Dataset rows on where objects appear
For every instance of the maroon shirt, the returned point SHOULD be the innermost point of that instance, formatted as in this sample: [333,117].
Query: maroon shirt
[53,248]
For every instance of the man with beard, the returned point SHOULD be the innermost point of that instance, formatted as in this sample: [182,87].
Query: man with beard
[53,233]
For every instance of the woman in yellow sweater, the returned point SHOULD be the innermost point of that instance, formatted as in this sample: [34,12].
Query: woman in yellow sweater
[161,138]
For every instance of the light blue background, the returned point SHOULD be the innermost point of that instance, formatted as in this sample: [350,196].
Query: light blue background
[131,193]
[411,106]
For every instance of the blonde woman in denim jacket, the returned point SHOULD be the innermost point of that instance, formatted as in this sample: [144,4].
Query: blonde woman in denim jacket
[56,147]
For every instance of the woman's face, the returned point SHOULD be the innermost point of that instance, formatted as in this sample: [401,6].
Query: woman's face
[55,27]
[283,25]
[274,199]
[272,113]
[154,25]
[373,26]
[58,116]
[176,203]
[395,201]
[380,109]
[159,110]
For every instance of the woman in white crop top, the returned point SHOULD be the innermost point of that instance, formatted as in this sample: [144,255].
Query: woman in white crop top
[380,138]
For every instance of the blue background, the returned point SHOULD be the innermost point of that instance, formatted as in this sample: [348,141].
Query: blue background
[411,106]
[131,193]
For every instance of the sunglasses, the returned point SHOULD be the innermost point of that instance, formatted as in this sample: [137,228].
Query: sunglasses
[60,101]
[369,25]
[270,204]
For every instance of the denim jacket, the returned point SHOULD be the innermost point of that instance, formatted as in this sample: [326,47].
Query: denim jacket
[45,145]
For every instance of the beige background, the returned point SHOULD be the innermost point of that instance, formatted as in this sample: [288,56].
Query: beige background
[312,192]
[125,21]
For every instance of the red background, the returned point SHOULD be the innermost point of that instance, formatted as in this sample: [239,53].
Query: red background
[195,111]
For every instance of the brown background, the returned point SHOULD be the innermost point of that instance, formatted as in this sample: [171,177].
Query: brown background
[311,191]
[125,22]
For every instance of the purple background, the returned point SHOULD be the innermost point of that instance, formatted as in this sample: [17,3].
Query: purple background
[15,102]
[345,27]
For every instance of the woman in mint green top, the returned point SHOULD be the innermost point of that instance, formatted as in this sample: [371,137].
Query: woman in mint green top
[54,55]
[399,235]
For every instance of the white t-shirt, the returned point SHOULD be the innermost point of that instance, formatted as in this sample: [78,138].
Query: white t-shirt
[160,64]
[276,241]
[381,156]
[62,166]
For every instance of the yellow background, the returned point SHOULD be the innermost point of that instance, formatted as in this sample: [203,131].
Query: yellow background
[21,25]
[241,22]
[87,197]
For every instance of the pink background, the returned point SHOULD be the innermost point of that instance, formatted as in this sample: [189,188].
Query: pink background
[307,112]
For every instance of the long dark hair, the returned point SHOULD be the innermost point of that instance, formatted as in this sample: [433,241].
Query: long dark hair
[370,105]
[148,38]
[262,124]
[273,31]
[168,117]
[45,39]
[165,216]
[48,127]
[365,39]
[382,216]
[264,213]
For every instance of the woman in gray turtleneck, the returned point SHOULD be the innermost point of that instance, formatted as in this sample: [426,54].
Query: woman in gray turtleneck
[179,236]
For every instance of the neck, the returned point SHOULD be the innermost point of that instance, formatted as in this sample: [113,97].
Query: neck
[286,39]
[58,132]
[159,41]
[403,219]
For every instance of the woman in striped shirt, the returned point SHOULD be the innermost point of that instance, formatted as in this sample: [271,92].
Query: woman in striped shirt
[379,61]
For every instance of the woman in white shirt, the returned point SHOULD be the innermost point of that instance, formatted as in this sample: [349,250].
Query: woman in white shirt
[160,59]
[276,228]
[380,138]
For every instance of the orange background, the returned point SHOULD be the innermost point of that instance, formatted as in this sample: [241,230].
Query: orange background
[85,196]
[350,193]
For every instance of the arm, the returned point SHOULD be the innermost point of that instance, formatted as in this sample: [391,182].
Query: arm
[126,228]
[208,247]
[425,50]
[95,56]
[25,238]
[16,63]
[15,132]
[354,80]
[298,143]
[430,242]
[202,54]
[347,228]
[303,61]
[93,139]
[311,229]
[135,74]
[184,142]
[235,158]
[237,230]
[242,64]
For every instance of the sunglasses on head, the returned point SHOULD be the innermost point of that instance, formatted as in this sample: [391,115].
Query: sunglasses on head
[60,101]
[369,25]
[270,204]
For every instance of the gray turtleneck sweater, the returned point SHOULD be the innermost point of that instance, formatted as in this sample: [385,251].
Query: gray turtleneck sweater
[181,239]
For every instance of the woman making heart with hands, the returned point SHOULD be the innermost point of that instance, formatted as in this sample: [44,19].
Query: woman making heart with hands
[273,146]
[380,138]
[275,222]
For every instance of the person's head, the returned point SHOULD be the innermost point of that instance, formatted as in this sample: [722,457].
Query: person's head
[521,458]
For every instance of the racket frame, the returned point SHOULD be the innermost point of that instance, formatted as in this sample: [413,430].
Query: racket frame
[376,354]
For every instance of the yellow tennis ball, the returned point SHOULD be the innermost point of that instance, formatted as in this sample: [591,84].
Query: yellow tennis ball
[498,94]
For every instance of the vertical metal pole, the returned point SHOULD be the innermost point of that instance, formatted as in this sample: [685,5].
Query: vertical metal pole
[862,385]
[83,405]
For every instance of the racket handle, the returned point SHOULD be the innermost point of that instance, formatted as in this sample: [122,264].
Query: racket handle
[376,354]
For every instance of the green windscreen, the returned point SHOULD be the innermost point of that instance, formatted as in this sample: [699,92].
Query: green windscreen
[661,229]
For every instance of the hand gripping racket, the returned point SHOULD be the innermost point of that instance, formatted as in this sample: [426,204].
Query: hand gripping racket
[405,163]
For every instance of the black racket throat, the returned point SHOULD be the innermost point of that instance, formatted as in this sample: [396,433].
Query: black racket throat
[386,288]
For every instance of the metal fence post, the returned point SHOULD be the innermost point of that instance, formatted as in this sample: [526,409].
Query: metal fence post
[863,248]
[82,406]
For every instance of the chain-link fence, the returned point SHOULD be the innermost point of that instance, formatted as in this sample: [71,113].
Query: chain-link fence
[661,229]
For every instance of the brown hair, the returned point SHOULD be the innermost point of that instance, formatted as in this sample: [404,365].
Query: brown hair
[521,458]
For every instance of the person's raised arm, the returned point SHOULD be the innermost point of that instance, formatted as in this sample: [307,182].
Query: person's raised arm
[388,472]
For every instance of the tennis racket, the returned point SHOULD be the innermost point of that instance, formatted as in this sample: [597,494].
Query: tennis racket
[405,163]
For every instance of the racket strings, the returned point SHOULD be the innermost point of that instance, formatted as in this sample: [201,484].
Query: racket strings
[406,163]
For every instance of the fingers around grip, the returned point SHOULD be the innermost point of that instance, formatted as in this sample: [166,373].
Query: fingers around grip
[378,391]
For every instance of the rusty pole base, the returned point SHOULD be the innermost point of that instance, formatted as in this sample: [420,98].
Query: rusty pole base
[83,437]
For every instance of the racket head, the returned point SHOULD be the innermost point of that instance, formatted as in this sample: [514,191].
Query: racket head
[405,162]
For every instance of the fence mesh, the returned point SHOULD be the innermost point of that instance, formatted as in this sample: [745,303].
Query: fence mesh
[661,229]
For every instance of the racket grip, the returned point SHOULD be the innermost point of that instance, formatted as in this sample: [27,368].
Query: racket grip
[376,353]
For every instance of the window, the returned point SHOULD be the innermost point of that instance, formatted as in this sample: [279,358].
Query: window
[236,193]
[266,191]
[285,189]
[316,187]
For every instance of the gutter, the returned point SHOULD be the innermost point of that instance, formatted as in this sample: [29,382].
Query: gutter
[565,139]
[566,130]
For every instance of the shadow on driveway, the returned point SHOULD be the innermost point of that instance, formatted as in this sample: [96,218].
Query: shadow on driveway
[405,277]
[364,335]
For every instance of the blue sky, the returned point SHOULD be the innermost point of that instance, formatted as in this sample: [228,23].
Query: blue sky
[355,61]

SET TASK: Repeat the line that contains "For every instance of the window, the", then every line after it until the records end, with nothing added.

TASK RESPONSE:
For every instance of the window, the returned point SHOULD be the innermost point of that instance, formatted as in this sample: [279,358].
Query: window
[236,193]
[266,191]
[285,189]
[316,187]
For every instance of the gutter, the returned point SHOULD be the innermost point of that instance, formatted as in this sample: [29,382].
Query: gutter
[565,139]
[566,130]
For every instance of the shadow on driveway, the returned point SHOULD be the innermost point of that instance, formatted as in this sample: [96,218].
Query: shadow on driveway
[405,277]
[364,335]
For every instance of the blue sky, the returned point SHOULD be the innermost point of that instance, formatted as in this sample: [228,23].
Query: blue sky
[355,61]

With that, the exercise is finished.